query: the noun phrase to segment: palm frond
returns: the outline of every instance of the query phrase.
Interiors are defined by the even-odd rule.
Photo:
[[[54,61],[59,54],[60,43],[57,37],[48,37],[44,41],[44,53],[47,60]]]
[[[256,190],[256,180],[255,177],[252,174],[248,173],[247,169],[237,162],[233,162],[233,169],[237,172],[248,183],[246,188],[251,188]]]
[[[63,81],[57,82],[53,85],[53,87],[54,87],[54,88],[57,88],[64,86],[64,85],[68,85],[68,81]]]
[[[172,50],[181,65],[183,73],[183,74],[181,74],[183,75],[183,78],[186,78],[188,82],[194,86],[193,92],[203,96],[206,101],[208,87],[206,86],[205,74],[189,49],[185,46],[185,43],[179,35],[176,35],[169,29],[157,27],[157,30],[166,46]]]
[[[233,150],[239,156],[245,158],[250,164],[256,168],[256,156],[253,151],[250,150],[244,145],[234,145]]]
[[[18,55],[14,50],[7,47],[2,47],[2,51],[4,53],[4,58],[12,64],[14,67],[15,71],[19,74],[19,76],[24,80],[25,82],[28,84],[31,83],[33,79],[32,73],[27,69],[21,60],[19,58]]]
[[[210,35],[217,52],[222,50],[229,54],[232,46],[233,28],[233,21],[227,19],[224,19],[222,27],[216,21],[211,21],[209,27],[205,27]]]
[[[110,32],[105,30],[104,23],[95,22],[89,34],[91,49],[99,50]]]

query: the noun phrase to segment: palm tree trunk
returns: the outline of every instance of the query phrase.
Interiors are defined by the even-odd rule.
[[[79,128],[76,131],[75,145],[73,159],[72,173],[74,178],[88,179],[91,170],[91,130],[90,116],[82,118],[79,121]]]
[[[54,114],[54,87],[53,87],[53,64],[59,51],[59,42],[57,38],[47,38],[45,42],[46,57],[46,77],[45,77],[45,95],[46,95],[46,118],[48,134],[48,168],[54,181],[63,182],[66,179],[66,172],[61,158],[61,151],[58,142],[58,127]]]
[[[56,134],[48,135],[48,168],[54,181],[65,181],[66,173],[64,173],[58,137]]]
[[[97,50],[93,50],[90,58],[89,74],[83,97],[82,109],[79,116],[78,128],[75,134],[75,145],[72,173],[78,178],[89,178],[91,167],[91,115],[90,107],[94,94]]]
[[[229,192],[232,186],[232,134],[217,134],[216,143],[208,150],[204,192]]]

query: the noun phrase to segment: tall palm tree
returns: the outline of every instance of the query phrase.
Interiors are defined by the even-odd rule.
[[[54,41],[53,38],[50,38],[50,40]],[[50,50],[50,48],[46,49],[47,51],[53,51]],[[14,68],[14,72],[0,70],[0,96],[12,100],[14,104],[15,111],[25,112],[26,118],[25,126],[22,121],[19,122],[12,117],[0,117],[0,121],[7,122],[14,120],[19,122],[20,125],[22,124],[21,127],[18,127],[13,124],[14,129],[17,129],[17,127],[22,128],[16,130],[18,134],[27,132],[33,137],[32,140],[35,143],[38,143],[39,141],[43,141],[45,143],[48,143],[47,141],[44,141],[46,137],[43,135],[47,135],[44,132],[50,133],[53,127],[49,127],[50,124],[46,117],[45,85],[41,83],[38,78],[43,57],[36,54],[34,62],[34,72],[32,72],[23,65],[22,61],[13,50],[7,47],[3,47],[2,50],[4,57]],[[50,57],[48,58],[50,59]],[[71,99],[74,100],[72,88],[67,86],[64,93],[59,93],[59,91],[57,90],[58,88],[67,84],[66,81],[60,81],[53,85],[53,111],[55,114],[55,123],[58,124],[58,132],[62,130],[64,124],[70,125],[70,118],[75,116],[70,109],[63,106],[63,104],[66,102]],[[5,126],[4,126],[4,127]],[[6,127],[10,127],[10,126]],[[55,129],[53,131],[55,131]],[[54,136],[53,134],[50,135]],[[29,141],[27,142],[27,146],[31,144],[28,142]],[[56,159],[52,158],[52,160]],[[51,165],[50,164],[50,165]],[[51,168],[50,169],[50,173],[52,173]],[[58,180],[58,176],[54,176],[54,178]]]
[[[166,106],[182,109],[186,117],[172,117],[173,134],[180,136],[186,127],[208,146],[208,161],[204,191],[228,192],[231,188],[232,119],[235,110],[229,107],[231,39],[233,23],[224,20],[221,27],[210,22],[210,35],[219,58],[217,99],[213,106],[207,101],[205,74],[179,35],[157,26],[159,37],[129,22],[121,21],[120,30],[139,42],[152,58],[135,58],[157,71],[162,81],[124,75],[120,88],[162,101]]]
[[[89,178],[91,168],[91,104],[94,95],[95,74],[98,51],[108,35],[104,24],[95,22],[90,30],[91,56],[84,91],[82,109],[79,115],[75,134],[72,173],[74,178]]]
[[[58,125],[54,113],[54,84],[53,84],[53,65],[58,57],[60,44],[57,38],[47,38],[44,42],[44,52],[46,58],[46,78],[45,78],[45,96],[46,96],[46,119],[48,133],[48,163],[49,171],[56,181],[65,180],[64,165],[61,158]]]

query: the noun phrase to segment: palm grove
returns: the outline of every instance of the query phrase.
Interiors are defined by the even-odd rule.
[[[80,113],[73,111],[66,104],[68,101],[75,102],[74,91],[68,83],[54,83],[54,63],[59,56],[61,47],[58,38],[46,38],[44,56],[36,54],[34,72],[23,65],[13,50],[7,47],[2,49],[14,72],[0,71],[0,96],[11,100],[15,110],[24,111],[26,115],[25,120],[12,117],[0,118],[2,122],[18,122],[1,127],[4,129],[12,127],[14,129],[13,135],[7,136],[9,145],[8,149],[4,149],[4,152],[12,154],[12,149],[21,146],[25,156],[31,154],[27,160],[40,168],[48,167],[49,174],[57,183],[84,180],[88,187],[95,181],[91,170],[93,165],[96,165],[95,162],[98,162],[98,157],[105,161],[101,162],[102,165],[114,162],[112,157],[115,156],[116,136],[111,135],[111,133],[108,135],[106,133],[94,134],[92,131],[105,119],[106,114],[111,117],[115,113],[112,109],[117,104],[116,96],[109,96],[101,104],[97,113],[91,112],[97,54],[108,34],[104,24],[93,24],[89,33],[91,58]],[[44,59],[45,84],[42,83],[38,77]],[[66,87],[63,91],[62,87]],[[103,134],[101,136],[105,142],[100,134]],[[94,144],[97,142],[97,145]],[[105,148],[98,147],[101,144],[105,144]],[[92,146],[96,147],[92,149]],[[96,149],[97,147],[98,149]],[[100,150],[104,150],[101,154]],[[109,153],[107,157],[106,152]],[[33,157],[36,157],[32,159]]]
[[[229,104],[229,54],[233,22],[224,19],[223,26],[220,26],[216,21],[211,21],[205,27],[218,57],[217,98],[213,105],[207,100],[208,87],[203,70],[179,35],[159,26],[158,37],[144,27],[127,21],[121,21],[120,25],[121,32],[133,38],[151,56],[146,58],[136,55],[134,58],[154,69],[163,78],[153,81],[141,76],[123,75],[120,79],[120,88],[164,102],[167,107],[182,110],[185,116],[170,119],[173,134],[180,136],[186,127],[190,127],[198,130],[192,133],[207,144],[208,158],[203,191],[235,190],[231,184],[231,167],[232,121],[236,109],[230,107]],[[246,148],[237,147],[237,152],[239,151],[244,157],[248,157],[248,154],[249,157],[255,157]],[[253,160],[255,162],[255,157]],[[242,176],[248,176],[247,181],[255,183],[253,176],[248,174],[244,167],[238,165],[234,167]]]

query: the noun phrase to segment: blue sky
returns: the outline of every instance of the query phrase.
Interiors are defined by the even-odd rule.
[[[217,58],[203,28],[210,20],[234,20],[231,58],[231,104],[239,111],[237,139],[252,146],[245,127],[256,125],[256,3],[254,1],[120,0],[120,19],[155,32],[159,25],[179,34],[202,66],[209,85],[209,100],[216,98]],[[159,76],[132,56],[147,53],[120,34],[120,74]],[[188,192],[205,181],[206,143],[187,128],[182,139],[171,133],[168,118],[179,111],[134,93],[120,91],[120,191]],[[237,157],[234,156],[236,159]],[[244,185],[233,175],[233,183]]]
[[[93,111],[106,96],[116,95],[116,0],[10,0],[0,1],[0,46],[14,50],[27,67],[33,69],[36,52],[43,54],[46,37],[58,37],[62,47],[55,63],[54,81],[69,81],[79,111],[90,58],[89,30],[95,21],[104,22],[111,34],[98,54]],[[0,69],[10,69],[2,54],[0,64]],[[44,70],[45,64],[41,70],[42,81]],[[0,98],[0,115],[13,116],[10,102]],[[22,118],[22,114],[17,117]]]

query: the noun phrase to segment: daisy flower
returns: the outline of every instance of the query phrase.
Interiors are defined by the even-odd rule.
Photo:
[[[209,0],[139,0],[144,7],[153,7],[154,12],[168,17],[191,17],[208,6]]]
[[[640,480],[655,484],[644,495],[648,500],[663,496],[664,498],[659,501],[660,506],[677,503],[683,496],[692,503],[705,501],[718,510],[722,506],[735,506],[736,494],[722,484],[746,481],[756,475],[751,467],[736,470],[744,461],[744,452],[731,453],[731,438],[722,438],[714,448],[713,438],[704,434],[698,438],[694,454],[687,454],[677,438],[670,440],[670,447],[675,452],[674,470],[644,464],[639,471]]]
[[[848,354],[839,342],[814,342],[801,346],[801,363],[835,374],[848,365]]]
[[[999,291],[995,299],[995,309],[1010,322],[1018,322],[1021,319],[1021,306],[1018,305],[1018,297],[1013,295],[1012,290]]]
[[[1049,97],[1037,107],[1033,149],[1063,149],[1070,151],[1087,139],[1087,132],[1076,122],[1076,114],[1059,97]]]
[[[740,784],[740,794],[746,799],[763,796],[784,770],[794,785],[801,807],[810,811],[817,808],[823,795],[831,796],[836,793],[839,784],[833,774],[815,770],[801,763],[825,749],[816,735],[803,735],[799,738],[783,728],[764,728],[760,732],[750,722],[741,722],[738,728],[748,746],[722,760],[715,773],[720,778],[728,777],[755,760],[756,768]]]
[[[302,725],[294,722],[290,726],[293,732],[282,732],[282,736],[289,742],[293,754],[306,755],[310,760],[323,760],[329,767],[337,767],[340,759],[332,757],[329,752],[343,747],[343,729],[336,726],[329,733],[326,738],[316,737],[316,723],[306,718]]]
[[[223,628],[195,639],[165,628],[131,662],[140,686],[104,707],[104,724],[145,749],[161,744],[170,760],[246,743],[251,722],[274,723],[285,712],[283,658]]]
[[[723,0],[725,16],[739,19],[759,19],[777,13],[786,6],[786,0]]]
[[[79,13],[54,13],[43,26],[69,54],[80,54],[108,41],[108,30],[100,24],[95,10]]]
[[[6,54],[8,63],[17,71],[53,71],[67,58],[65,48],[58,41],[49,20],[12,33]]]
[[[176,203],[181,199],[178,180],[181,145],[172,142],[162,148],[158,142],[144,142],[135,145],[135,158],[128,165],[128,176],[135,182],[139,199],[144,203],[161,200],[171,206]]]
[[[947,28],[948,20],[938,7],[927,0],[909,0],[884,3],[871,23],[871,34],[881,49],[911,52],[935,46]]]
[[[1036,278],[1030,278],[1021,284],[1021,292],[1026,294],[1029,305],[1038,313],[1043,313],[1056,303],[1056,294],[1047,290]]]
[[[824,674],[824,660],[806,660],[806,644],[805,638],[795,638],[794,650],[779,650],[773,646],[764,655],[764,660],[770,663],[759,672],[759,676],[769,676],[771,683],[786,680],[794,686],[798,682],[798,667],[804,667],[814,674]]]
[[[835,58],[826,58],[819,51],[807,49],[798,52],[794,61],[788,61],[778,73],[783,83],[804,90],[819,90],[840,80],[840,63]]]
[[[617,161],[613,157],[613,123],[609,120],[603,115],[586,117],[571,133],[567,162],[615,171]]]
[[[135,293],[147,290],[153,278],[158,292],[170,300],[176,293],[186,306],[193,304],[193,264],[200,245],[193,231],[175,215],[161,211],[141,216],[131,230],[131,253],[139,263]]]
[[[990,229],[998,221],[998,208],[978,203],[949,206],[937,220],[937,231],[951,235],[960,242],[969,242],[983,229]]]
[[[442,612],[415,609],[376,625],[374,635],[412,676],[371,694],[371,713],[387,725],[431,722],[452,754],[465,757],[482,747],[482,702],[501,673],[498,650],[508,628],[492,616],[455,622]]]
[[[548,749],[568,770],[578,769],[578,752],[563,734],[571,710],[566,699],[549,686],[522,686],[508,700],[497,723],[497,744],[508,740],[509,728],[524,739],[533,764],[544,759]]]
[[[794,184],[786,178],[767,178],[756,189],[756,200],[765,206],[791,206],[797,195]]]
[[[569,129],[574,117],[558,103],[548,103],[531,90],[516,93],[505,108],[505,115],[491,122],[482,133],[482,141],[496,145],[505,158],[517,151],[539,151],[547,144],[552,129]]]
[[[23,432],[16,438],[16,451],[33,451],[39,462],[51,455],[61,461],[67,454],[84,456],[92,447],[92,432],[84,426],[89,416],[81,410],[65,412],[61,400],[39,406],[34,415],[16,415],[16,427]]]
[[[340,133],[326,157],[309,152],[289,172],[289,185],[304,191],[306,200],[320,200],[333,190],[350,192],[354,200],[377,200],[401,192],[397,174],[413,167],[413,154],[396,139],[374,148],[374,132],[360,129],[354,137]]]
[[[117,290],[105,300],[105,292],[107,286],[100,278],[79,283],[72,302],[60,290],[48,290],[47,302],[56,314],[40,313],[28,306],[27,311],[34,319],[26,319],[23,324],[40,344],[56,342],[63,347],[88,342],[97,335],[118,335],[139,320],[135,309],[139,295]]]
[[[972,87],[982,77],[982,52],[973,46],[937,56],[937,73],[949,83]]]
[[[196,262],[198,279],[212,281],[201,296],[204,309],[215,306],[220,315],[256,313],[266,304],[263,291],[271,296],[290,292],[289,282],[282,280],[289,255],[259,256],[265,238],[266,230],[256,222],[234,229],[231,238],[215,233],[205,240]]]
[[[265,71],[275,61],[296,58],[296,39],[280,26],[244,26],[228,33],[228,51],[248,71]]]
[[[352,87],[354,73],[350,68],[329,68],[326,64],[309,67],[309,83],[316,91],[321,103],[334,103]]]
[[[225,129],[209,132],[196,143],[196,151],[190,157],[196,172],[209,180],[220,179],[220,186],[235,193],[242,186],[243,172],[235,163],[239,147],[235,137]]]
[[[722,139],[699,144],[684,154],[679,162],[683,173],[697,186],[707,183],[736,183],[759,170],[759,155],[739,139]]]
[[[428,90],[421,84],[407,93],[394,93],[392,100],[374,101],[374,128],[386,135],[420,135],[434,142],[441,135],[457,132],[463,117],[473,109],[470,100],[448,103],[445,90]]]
^^^^
• THE TASK:
Render the entries as a Markdown table with the columns "Row" and "Line," one numbered row per line, skipping blank lines. Start at the first line and stop after the line that contains "[[[110,32],[105,30],[104,23],[95,22],[89,34],[91,49],[99,50]]]".

• TASK RESULT:
| Row | Line |
|---|---|
| 1 | query: the noun phrase to segment: palm frond |
| 2 | returns: the outline of every instance of the query phrase. |
| 3 | Interiors are defined by the even-odd rule. |
| 4 | Photo: |
| 5 | [[[54,61],[59,54],[60,43],[57,37],[48,37],[44,41],[44,53],[47,60]]] |
| 6 | [[[256,190],[256,180],[255,177],[252,174],[248,173],[247,169],[237,162],[233,162],[233,169],[237,172],[248,183],[246,188],[251,188]]] |
| 7 | [[[63,81],[57,82],[53,85],[53,87],[54,87],[54,88],[57,88],[64,86],[64,85],[68,85],[68,81]]] |
| 8 | [[[172,50],[181,65],[183,73],[183,74],[181,74],[183,75],[183,78],[186,78],[188,82],[194,86],[193,92],[203,96],[206,101],[208,87],[206,86],[205,74],[189,49],[185,46],[185,43],[179,35],[176,35],[169,29],[157,27],[157,30],[166,46]]] |
| 9 | [[[233,150],[239,156],[245,158],[250,164],[256,168],[256,156],[253,151],[250,150],[244,145],[234,145]]] |
| 10 | [[[18,55],[14,50],[7,47],[2,47],[2,51],[4,53],[4,58],[12,64],[14,67],[15,71],[19,74],[19,76],[24,80],[25,82],[28,84],[31,83],[33,79],[32,73],[27,69],[21,60],[19,58]]] |
| 11 | [[[210,35],[217,52],[222,50],[229,54],[232,46],[233,28],[233,21],[227,19],[224,19],[222,27],[216,21],[211,21],[209,27],[205,27]]] |
| 12 | [[[110,32],[105,30],[104,23],[95,22],[89,34],[91,49],[99,50]]] |